Data entries —
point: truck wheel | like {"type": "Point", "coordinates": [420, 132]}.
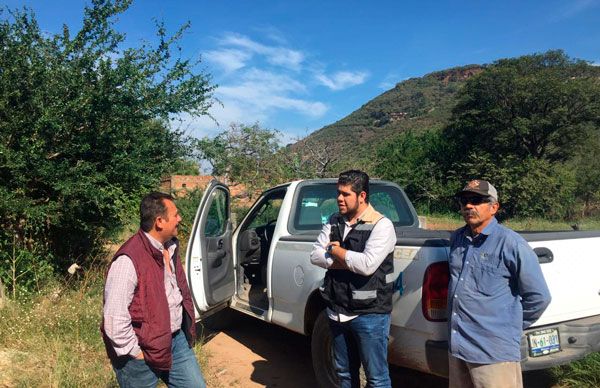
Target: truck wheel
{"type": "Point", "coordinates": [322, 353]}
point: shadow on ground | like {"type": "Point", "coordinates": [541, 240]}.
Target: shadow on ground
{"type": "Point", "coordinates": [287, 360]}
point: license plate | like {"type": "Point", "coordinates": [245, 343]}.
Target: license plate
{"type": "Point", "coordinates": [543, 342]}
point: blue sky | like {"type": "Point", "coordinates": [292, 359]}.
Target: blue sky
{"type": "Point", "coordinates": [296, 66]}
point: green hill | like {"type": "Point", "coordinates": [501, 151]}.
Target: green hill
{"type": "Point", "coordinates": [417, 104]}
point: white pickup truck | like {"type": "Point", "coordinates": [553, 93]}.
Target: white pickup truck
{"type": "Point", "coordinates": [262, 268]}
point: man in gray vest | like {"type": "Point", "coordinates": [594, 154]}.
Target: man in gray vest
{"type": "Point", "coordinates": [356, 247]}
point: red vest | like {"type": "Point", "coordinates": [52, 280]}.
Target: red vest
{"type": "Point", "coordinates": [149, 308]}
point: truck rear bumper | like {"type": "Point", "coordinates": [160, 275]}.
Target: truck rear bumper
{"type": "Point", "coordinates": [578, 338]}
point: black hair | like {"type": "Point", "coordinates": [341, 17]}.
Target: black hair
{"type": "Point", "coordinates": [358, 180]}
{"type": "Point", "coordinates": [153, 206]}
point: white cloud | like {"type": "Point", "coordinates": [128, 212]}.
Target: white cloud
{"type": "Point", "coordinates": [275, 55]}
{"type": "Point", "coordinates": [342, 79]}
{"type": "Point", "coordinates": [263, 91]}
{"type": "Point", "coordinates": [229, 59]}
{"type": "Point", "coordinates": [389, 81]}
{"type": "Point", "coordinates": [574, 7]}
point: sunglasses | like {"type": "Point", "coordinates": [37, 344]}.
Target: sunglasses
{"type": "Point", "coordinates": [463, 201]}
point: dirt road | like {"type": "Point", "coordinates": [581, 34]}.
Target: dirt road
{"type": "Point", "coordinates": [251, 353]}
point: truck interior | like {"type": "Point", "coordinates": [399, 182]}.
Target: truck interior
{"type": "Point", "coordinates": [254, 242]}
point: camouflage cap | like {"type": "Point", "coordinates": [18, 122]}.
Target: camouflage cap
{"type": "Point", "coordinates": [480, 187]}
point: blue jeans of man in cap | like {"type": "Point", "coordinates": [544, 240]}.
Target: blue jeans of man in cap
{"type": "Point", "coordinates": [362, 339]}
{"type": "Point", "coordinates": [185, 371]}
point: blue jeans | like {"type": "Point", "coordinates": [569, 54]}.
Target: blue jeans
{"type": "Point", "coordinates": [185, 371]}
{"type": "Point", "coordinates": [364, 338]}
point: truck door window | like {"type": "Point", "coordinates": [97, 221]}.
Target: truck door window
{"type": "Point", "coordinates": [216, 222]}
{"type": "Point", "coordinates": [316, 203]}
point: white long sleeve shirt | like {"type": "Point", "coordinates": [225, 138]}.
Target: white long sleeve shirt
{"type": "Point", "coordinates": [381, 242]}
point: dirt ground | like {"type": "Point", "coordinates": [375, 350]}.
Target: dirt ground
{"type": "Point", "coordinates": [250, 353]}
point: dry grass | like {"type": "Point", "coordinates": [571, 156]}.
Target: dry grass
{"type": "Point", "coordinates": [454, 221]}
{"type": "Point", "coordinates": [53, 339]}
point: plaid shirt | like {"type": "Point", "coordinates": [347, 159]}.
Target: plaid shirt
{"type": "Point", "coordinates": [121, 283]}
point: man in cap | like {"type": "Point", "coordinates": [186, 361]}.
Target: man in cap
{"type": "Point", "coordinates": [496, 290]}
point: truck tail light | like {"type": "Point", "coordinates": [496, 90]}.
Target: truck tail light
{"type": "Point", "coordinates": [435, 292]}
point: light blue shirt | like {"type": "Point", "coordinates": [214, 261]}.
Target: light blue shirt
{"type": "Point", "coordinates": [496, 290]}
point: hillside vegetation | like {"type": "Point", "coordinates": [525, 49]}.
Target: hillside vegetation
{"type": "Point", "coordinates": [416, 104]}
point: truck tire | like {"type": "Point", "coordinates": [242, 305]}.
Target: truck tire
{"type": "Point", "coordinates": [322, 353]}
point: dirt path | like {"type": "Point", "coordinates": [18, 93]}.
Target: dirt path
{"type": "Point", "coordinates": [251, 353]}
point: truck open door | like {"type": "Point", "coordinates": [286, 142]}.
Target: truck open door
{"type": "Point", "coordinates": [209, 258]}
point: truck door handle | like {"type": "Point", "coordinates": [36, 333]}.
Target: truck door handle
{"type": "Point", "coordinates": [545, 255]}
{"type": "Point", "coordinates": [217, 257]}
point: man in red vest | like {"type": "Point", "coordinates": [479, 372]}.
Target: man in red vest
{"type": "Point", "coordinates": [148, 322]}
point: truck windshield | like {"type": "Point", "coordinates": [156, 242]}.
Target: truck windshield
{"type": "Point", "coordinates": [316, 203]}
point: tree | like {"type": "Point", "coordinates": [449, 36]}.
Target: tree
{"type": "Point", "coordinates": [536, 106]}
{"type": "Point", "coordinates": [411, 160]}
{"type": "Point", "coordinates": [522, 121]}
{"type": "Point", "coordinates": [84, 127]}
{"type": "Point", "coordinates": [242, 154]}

* * *

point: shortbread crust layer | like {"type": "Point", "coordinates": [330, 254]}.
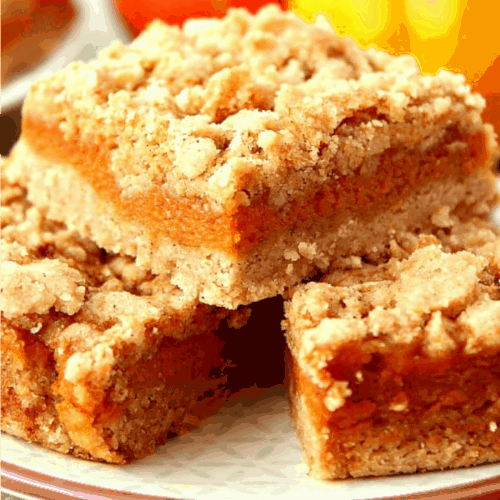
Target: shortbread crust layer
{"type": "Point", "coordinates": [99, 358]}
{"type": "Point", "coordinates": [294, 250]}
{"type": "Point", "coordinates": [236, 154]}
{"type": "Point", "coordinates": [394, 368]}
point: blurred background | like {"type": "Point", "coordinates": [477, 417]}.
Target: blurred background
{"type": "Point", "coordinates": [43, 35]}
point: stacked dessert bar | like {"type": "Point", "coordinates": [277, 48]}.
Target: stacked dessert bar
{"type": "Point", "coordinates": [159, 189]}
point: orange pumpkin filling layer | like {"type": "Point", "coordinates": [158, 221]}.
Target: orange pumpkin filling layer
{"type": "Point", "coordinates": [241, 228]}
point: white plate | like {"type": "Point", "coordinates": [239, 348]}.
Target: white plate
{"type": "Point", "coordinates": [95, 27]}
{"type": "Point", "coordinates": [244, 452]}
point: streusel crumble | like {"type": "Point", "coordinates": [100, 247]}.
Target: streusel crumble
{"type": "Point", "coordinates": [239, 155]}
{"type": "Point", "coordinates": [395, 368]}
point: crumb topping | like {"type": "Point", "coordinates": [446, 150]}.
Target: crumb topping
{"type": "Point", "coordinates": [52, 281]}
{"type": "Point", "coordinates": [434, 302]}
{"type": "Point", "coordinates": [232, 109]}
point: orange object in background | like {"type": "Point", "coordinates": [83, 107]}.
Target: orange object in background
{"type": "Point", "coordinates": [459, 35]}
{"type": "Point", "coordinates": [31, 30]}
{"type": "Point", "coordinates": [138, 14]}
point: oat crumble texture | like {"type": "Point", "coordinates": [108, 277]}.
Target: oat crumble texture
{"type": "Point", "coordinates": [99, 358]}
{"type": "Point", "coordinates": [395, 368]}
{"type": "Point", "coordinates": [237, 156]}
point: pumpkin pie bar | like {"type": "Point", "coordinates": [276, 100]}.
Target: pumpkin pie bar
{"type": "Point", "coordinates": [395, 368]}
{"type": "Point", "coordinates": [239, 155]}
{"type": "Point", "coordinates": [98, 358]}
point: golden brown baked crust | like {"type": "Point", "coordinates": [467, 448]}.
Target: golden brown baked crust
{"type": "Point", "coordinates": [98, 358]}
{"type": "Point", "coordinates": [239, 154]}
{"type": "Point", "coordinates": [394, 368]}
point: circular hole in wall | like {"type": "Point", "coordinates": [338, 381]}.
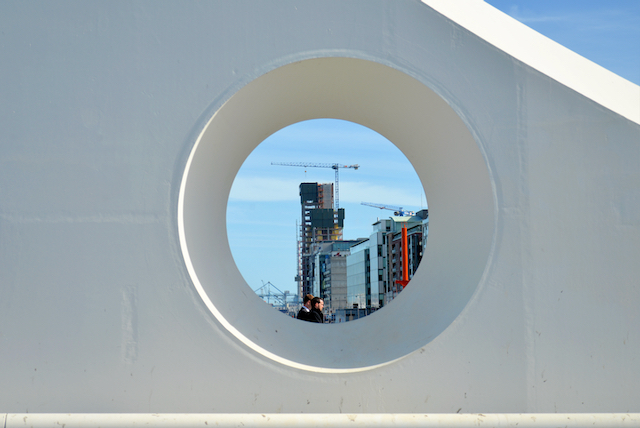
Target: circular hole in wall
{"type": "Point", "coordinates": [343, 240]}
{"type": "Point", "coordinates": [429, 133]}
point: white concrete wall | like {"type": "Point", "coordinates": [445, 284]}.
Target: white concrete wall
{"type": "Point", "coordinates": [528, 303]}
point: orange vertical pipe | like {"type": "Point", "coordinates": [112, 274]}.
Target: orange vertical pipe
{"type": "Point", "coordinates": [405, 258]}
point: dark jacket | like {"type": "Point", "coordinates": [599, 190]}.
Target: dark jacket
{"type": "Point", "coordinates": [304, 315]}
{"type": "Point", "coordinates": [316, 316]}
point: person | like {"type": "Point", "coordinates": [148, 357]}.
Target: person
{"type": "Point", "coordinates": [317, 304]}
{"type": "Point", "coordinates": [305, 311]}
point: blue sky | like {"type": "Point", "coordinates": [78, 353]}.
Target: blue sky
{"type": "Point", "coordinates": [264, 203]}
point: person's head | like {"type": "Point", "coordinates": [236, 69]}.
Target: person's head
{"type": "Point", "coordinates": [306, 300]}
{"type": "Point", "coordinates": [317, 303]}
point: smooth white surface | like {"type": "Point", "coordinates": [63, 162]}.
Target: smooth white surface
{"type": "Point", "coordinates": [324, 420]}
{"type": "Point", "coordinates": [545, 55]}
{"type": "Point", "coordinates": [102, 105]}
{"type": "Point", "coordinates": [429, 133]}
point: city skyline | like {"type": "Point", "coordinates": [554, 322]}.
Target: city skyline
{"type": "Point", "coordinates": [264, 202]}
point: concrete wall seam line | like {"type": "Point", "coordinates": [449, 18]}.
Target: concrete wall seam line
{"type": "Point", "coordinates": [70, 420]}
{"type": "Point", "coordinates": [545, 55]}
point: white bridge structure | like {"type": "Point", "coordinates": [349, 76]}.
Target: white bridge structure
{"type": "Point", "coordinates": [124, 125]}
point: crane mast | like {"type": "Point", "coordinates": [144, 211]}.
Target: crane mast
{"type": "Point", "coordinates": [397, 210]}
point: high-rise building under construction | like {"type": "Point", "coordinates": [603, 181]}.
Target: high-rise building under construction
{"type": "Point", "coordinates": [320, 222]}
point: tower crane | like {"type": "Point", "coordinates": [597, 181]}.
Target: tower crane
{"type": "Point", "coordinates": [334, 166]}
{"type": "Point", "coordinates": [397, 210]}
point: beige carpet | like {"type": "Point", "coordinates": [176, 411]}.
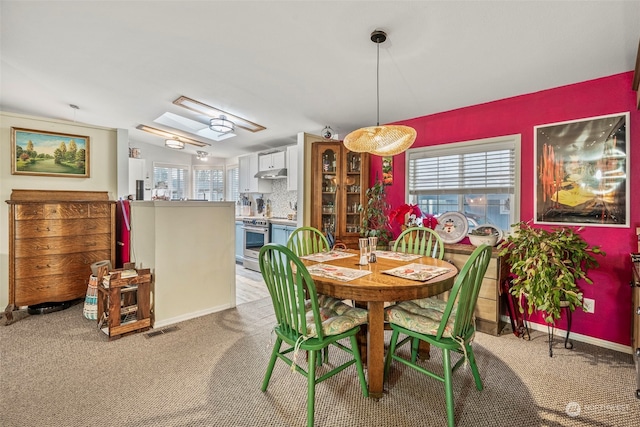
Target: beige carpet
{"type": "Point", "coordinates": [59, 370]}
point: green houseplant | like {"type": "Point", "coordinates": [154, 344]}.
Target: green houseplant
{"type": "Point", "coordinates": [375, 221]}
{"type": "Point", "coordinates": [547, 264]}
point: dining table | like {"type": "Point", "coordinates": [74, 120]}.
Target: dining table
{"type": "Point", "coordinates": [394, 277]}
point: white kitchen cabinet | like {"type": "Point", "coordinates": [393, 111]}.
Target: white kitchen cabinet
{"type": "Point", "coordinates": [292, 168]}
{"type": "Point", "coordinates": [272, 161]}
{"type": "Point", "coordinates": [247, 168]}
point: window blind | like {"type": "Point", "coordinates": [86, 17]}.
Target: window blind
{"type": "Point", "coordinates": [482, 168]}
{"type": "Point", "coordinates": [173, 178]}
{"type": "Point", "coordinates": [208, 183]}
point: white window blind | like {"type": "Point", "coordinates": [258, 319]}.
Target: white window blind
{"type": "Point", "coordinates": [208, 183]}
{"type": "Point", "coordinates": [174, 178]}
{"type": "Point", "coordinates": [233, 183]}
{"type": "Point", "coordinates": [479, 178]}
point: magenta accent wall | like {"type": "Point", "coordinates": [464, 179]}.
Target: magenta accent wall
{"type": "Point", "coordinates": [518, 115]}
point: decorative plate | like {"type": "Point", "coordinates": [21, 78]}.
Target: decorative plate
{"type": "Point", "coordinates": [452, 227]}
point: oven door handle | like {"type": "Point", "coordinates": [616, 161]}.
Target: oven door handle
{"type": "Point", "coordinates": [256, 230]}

AIM OF THE TASK —
Pick out every line in the entries that contains the string "person", and copy each of those lines in full.

WRITTEN ANSWER —
point: person | like {"type": "Point", "coordinates": [148, 357]}.
Target: person
point: person's head | like {"type": "Point", "coordinates": [236, 69]}.
Target: person's head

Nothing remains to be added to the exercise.